- [Exercise instructions]:
Reproduce every one of the lines below character for character, changing nothing.

- [Material for this exercise]:
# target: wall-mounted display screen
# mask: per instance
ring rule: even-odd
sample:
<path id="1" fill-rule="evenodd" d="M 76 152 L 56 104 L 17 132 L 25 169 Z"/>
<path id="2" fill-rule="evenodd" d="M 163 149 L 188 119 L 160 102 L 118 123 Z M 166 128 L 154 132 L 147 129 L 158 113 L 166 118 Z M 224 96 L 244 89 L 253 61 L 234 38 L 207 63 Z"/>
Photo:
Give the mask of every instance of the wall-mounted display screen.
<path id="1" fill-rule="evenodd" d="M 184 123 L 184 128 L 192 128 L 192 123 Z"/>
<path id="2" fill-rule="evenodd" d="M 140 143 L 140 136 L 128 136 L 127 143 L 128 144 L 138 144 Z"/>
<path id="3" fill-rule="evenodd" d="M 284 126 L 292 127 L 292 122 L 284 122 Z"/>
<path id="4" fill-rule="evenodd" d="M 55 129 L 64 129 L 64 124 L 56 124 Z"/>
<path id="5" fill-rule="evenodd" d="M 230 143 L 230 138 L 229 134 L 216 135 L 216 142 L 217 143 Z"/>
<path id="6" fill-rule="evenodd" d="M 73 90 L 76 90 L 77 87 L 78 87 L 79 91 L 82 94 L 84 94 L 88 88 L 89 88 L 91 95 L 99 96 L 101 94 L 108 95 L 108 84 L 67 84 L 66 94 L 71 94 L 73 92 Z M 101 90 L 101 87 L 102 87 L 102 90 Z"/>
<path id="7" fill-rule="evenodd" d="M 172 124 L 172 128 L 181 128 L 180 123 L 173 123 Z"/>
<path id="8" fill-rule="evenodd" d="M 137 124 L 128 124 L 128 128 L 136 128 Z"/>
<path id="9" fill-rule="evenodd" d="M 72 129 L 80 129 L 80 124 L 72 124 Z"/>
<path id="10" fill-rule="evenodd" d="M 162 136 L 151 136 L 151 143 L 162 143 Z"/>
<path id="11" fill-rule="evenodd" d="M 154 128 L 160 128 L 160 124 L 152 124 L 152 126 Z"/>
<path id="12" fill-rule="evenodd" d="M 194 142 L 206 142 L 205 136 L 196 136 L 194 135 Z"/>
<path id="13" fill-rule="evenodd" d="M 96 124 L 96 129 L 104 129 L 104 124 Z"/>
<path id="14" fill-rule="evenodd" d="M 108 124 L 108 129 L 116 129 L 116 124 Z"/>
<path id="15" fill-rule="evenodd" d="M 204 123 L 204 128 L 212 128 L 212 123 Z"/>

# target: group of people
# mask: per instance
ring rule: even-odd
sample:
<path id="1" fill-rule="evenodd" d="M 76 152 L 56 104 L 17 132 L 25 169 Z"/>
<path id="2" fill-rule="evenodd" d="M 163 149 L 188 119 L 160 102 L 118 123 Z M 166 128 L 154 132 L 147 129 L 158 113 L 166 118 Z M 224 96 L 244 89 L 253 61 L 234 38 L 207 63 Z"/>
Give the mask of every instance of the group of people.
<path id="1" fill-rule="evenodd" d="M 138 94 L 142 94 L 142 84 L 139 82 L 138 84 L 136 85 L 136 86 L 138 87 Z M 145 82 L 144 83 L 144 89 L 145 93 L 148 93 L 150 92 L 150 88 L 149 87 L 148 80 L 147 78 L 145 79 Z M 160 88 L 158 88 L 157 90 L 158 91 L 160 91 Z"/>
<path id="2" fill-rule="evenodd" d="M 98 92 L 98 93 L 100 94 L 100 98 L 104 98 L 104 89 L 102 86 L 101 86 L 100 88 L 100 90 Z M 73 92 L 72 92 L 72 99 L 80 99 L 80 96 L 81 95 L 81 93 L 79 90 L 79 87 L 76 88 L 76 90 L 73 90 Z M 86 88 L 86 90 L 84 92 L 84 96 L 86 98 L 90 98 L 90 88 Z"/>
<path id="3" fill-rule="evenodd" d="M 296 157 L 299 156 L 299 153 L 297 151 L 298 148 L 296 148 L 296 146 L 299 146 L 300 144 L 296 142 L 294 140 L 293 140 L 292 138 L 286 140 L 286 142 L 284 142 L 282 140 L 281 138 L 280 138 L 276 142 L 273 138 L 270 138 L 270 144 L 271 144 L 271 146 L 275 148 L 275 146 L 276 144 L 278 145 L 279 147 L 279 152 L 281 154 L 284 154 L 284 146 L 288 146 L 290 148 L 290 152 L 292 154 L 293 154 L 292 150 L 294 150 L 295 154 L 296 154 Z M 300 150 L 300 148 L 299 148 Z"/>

- [Response]:
# target: wall-mounted display screen
# mask: per instance
ring rule: even-odd
sample:
<path id="1" fill-rule="evenodd" d="M 76 152 L 56 104 L 17 132 L 25 169 Z"/>
<path id="2" fill-rule="evenodd" d="M 163 149 L 188 119 L 160 102 L 118 123 Z M 166 128 L 154 132 L 147 129 L 158 113 L 166 118 Z M 224 96 L 244 89 L 253 61 L 234 38 L 207 63 Z"/>
Photo:
Give the mask of every instance of the wall-mounted display screen.
<path id="1" fill-rule="evenodd" d="M 184 123 L 184 128 L 192 128 L 192 123 Z"/>
<path id="2" fill-rule="evenodd" d="M 140 143 L 140 136 L 128 136 L 127 143 L 128 144 L 138 144 Z"/>
<path id="3" fill-rule="evenodd" d="M 284 126 L 292 127 L 292 122 L 284 122 Z"/>
<path id="4" fill-rule="evenodd" d="M 55 129 L 64 129 L 64 124 L 56 124 Z"/>
<path id="5" fill-rule="evenodd" d="M 230 143 L 230 138 L 229 134 L 216 135 L 216 142 L 217 143 Z"/>
<path id="6" fill-rule="evenodd" d="M 73 90 L 76 90 L 77 87 L 78 87 L 79 91 L 82 94 L 84 94 L 88 88 L 89 88 L 91 95 L 99 96 L 101 94 L 108 95 L 108 84 L 67 84 L 66 94 L 71 94 L 73 92 Z M 101 90 L 101 87 L 102 87 L 102 90 Z"/>
<path id="7" fill-rule="evenodd" d="M 172 124 L 172 128 L 181 128 L 180 123 L 173 123 Z"/>
<path id="8" fill-rule="evenodd" d="M 137 124 L 128 124 L 128 128 L 136 128 Z"/>
<path id="9" fill-rule="evenodd" d="M 72 129 L 80 129 L 80 124 L 72 124 Z"/>
<path id="10" fill-rule="evenodd" d="M 162 136 L 151 136 L 151 143 L 162 143 Z"/>
<path id="11" fill-rule="evenodd" d="M 154 128 L 160 128 L 160 124 L 152 124 L 152 126 Z"/>
<path id="12" fill-rule="evenodd" d="M 194 142 L 206 142 L 205 136 L 196 136 L 194 135 Z"/>
<path id="13" fill-rule="evenodd" d="M 96 124 L 96 129 L 104 129 L 104 124 Z"/>
<path id="14" fill-rule="evenodd" d="M 108 124 L 108 129 L 116 129 L 116 124 Z"/>
<path id="15" fill-rule="evenodd" d="M 204 123 L 204 128 L 212 128 L 212 123 Z"/>

# target: group of people
# mask: per instance
ring rule: even-odd
sample:
<path id="1" fill-rule="evenodd" d="M 76 152 L 56 104 L 17 132 L 25 169 Z"/>
<path id="2" fill-rule="evenodd" d="M 163 149 L 188 119 L 160 102 L 118 123 Z M 166 128 L 154 132 L 147 129 L 158 113 L 166 118 Z M 224 96 L 244 89 L 253 61 L 234 38 L 207 63 Z"/>
Give the mask of every instance of the group of people.
<path id="1" fill-rule="evenodd" d="M 138 94 L 142 94 L 142 84 L 139 82 L 138 84 L 136 85 L 136 86 L 138 87 Z M 145 82 L 144 83 L 144 89 L 145 93 L 148 93 L 150 92 L 150 88 L 149 87 L 148 80 L 147 78 L 145 79 Z M 160 88 L 158 88 L 157 90 L 158 91 L 160 91 Z"/>
<path id="2" fill-rule="evenodd" d="M 98 92 L 98 93 L 100 94 L 100 98 L 104 98 L 104 89 L 102 86 L 101 86 L 100 88 L 100 90 Z M 73 92 L 72 92 L 72 99 L 80 99 L 80 96 L 81 95 L 81 93 L 79 90 L 79 87 L 76 88 L 76 90 L 73 90 Z M 86 88 L 86 90 L 84 92 L 84 96 L 86 98 L 90 98 L 90 88 Z"/>
<path id="3" fill-rule="evenodd" d="M 296 157 L 299 156 L 299 153 L 297 151 L 298 148 L 296 148 L 296 146 L 299 146 L 300 144 L 296 142 L 294 140 L 293 140 L 292 138 L 286 140 L 286 142 L 284 142 L 282 140 L 281 138 L 280 138 L 276 142 L 273 138 L 270 138 L 270 144 L 271 144 L 271 146 L 275 148 L 275 146 L 276 144 L 278 145 L 279 147 L 279 152 L 281 154 L 284 154 L 284 146 L 288 146 L 290 148 L 290 152 L 292 154 L 293 154 L 292 150 L 294 150 L 295 154 L 296 154 Z M 300 150 L 300 148 L 299 148 Z"/>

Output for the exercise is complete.